### Task
Return every line of the entries below, starting at the line containing "drop a point: the grey hair" and running through the end of the entries, both ends included, unchanged.
————————
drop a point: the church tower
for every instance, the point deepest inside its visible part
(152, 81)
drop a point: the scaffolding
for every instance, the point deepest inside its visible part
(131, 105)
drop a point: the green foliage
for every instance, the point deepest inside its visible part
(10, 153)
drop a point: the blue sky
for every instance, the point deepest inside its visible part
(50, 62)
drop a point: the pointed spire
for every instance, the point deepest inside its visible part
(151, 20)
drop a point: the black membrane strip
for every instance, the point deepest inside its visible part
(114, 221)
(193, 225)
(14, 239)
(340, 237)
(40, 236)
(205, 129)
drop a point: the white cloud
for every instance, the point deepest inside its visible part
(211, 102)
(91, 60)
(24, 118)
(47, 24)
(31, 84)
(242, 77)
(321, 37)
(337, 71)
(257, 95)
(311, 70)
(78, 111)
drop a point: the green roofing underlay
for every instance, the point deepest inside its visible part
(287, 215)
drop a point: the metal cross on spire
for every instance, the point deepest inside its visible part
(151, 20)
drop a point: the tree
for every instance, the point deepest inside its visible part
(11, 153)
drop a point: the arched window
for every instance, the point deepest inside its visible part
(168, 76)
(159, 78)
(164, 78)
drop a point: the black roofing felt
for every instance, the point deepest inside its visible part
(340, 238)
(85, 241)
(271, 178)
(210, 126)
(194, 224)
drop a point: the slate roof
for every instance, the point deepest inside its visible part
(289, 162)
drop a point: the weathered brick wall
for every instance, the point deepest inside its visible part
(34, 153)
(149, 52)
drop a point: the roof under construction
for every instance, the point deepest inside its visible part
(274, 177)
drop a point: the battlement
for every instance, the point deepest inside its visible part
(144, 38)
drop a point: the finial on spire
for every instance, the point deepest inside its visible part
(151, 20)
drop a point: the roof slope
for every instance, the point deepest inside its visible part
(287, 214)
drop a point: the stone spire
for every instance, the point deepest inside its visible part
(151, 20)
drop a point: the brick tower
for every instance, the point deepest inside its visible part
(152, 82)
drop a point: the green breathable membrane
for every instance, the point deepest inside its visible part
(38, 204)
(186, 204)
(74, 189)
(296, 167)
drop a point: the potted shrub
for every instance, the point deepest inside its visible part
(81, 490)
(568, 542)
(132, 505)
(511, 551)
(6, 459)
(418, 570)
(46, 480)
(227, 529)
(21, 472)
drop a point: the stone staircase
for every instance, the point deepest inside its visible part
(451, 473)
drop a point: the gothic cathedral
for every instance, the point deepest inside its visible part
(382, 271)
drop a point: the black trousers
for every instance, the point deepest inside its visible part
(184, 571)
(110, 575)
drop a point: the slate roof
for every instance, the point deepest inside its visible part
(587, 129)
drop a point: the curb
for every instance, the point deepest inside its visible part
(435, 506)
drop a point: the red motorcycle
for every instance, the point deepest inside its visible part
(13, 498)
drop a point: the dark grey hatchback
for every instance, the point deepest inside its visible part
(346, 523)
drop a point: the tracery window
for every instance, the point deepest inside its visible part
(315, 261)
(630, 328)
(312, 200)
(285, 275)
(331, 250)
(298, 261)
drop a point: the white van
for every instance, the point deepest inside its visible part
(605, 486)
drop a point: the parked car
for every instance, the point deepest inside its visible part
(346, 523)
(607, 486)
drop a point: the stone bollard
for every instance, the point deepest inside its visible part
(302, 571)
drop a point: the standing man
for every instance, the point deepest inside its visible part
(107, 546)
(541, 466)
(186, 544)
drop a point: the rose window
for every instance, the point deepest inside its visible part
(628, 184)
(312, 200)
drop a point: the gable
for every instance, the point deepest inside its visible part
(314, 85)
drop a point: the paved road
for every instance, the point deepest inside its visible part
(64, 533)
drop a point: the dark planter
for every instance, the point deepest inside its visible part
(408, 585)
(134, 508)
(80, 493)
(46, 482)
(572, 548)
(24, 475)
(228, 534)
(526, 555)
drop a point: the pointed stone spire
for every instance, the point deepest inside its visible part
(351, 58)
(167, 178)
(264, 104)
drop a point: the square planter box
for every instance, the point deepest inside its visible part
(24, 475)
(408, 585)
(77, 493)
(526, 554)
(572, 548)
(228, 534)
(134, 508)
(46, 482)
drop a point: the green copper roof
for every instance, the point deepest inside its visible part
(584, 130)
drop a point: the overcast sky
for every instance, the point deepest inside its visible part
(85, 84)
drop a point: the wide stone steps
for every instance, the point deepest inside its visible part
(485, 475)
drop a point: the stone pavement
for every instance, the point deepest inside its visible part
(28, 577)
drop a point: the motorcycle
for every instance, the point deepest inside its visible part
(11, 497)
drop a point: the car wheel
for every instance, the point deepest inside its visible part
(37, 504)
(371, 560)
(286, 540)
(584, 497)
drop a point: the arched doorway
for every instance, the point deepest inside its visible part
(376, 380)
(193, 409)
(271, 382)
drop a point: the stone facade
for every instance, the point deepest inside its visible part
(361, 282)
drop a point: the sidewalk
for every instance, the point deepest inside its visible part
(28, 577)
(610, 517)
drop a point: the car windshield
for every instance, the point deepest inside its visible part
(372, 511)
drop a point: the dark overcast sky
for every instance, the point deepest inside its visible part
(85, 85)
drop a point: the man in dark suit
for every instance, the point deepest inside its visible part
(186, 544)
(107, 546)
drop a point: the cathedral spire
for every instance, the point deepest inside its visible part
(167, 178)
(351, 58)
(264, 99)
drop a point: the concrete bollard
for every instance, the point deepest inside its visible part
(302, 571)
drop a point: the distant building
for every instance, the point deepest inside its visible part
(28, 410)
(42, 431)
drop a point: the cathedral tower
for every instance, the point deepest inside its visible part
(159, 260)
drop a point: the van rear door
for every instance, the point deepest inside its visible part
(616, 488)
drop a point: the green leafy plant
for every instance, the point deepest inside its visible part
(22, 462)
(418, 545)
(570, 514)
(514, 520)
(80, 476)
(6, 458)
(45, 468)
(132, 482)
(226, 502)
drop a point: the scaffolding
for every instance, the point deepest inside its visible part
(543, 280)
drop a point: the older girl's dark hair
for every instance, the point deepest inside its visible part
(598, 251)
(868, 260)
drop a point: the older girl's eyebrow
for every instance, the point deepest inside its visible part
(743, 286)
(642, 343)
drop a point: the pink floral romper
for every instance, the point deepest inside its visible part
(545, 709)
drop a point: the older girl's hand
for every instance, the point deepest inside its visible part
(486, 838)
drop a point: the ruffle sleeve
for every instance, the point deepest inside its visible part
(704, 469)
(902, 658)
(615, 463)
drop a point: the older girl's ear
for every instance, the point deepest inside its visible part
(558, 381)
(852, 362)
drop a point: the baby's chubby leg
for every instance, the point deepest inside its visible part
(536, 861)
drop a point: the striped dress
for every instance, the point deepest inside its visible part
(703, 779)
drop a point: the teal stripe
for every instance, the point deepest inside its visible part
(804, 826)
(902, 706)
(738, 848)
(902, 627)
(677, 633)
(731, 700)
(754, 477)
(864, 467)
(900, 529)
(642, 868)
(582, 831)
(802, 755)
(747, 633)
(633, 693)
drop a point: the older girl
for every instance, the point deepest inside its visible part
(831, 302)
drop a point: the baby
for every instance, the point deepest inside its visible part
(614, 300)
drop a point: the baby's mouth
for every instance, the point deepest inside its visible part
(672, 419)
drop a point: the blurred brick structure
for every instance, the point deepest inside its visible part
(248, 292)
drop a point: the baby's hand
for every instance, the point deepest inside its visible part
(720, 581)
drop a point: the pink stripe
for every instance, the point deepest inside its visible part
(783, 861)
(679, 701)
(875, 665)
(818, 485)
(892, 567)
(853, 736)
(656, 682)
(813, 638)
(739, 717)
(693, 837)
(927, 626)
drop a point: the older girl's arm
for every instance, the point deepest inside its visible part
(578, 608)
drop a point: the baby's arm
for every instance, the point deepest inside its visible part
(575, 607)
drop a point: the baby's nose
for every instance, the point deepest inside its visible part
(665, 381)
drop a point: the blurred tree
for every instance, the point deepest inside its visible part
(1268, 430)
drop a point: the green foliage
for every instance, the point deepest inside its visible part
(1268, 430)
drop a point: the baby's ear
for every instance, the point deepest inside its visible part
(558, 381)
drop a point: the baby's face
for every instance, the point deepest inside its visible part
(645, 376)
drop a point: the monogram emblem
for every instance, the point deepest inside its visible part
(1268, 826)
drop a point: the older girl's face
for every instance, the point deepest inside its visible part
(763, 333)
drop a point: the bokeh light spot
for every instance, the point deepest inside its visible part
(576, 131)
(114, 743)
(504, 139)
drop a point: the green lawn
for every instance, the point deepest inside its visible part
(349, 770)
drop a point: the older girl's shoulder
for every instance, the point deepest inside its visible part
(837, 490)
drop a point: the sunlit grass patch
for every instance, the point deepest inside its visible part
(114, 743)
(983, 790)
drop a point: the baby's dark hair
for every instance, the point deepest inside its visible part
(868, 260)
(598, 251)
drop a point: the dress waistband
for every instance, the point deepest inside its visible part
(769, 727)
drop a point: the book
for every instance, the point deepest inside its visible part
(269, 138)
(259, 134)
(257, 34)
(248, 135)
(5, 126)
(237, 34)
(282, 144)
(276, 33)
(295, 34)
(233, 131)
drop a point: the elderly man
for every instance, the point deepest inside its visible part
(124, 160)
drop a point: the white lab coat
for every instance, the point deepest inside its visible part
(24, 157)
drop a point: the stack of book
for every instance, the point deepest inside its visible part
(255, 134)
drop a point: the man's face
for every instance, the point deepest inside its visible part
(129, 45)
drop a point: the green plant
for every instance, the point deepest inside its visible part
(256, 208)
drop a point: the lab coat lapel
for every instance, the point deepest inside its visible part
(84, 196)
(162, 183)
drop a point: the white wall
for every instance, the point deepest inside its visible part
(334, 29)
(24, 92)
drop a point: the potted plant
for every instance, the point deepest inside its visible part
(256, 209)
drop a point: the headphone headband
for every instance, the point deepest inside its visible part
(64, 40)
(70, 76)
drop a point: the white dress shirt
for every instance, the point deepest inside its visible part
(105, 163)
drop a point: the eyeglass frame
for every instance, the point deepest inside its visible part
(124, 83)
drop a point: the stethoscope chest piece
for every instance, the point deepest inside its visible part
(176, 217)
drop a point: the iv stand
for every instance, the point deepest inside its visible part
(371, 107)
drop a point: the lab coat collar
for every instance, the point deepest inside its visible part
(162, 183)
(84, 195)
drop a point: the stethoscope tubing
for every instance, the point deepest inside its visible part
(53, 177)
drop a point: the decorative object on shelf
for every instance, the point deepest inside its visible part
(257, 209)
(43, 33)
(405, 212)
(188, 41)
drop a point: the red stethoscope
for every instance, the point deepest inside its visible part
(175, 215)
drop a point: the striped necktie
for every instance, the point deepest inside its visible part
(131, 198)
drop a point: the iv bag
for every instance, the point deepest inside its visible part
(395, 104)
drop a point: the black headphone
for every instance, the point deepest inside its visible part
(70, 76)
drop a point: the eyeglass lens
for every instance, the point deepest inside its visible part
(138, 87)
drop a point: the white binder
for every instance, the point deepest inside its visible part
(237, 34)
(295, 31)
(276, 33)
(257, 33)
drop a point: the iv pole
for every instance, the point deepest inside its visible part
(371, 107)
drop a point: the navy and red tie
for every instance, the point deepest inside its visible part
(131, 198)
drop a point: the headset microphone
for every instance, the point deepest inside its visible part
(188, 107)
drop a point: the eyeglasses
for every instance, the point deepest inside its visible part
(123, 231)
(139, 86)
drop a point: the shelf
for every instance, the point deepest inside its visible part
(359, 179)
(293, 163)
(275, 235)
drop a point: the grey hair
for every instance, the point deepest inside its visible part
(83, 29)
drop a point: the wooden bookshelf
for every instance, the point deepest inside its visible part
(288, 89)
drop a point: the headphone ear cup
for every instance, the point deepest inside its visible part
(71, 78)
————————
### Solution
drop a point: the grey hair
for every instance, the point deepest inside its visible part
(83, 29)
drop a point: the wooden bookshelf
for every instance, the point deepest inside its visible part
(288, 89)
drop a point: the headphone ear cup
for every instance, the point deepest inside its visible part
(71, 78)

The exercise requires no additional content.